WHAT THE EXERCISE ASKS:
Reproduce the records below exactly, leaving their images out.

Saved entries:
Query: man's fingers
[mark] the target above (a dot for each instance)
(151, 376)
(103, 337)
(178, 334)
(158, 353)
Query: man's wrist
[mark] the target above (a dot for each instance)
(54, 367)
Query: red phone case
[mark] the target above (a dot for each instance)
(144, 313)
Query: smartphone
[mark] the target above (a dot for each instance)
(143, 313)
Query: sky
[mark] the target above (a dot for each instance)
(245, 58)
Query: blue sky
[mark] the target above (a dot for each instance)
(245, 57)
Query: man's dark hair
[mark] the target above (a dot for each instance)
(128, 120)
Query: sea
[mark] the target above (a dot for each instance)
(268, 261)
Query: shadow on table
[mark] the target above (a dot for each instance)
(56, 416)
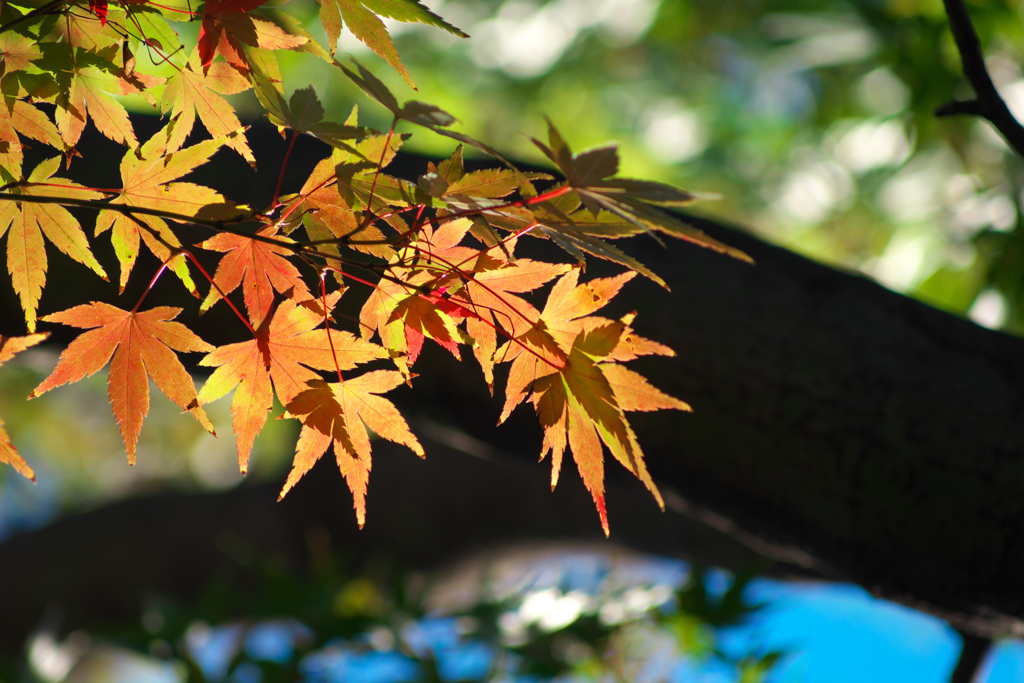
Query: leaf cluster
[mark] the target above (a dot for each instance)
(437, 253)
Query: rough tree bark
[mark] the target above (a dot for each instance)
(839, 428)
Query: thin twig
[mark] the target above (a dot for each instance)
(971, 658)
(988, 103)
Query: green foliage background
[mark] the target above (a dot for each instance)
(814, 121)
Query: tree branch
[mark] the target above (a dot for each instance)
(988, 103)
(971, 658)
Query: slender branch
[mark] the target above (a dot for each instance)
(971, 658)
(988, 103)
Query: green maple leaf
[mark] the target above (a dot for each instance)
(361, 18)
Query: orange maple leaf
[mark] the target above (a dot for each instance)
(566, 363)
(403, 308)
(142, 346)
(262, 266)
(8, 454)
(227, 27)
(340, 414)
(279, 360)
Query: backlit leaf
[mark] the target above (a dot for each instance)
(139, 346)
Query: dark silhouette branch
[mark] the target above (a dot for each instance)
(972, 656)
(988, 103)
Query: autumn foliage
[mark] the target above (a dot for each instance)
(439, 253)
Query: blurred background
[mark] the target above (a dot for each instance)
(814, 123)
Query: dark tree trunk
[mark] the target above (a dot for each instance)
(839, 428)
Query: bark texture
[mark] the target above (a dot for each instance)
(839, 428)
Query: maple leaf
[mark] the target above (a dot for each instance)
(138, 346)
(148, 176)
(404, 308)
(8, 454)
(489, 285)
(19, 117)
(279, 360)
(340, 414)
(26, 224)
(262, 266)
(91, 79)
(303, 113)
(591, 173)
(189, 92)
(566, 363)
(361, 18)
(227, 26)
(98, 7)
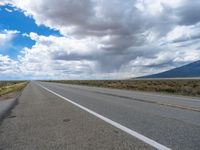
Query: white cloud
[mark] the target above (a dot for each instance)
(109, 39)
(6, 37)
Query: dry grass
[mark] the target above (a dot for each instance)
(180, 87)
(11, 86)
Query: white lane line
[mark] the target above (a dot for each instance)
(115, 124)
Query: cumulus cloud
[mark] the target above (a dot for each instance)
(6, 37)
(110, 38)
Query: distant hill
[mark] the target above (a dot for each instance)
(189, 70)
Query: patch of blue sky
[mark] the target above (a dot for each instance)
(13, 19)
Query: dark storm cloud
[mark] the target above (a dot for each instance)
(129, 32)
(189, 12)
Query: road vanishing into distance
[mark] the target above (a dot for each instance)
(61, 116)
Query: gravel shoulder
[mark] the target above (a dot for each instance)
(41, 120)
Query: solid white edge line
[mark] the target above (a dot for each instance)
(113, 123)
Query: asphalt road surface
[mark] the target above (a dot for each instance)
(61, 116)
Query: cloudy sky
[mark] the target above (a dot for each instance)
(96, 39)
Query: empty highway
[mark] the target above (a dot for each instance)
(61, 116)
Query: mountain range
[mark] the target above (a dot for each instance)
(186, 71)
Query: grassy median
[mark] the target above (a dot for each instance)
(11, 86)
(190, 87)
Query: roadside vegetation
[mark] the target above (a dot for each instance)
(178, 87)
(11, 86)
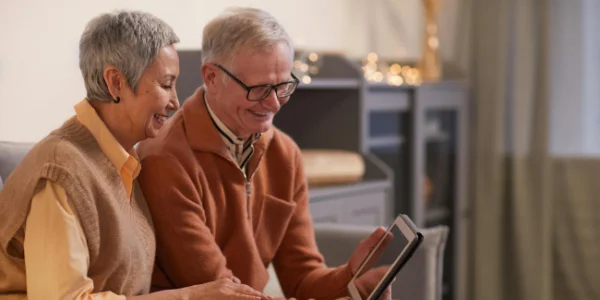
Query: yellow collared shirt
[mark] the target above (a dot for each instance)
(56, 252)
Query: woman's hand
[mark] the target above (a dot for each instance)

FINAL ANSWER:
Query: man's fingers
[mark] the target above (a dot for each instance)
(151, 376)
(103, 337)
(178, 334)
(158, 353)
Query: man's wrist
[mark] the target above (a dot for each instance)
(54, 367)
Query: red phone case
[mark] the target above (a dot for each instance)
(144, 313)
Query: smartphone
[mark] the target above (a dot for each instance)
(143, 313)
Query: sky
[mark] the target above (a dot for each instance)
(245, 58)
Query: blue sky
[mark] the target above (a dot for each instance)
(245, 57)
Query: man's dark hair
[mark] the target above (a dot for each instance)
(128, 120)
Query: sea
[mark] the target above (a dot for each instance)
(268, 261)
Query: shadow on table
[mark] the target above (a dot for each instance)
(56, 416)
Query: leaf cluster
[mark] the target above (a dot for each instance)
(437, 253)
Query: rough tree bark
[mark] the target above (a dot for each instance)
(839, 428)
Query: thin twig
[mark] the target above (a dot for each instance)
(971, 658)
(988, 103)
Query: green foliage background
[mark] the target above (a dot for each instance)
(814, 121)
Query: tree branch
[mark] the target above (a dot for each instance)
(988, 103)
(971, 658)
Query: slender branch
[mark] the target above (a dot for each instance)
(971, 658)
(988, 103)
Query: green maple leaf
[mark] the target above (a dot for each instance)
(361, 18)
Query: orange maple leaf
[mark] the target above (a dot for each instance)
(566, 363)
(403, 308)
(142, 346)
(262, 266)
(8, 454)
(227, 27)
(340, 414)
(279, 360)
Query: backlit leaf
[mark] the target above (a dot for each instance)
(139, 346)
Query: dark silhouette branch
[mark] the target above (a dot for each instance)
(972, 656)
(988, 103)
Query: autumn foliage
[mark] the target above (a dot for each instance)
(439, 253)
Query: blurred background
[mark] the target above (a dot for each instance)
(814, 123)
Query: dark tree trunk
[mark] the target above (a dot for each instance)
(839, 428)
Query: bark texture
[mark] the target above (a dot for each instance)
(839, 428)
Query: maple leaf
[mark] the target above (a dot for each instance)
(138, 346)
(148, 176)
(404, 308)
(8, 454)
(489, 285)
(19, 117)
(279, 360)
(340, 414)
(26, 224)
(262, 266)
(91, 79)
(303, 113)
(591, 173)
(189, 92)
(566, 363)
(361, 18)
(227, 26)
(98, 7)
Query: white cloud
[mark] the target above (a dot for each instance)
(109, 39)
(6, 37)
Query: dry grass
[mark] the target above (a dot for each instance)
(180, 87)
(11, 86)
Query: white lane line
[mark] the target above (a dot for each instance)
(115, 124)
Query: cumulus cloud
[mark] the target above (a dot for each instance)
(6, 37)
(110, 38)
Query: distant hill
[mark] the target above (a dot for each instance)
(189, 70)
Query: patch of blue sky
[mark] the target above (a dot for each instance)
(13, 19)
Query: dark storm cloud
[mark] the target above (a dot for each instance)
(129, 32)
(189, 12)
Query: road vanishing into distance
[mark] the target above (a dot for each instance)
(61, 116)
Query: gravel shoulder
[mark] the target above (a dot for each instance)
(41, 120)
Query: solid white edge line
[mark] the target above (a dot for each instance)
(113, 123)
Query: asphalt road surface
[mark] the target above (a dot for each instance)
(61, 116)
Query: cloudy sky
[mark] the target above (a dot for each instance)
(96, 39)
Query: empty highway
[mark] the target above (a dot for each instance)
(61, 116)
Query: mountain range
[mark] the target above (a dot for each instance)
(186, 71)
Query: grassy median
[mark] the target above (a dot for each instance)
(11, 86)
(190, 87)
Query: roadside vegetation
[mark] the target above (a dot for each instance)
(178, 87)
(11, 86)
Query: yellow collared shirt
[mark] the target above (a dot for each instance)
(56, 252)
Query: woman's hand
[mark] the target above (a dot for each instance)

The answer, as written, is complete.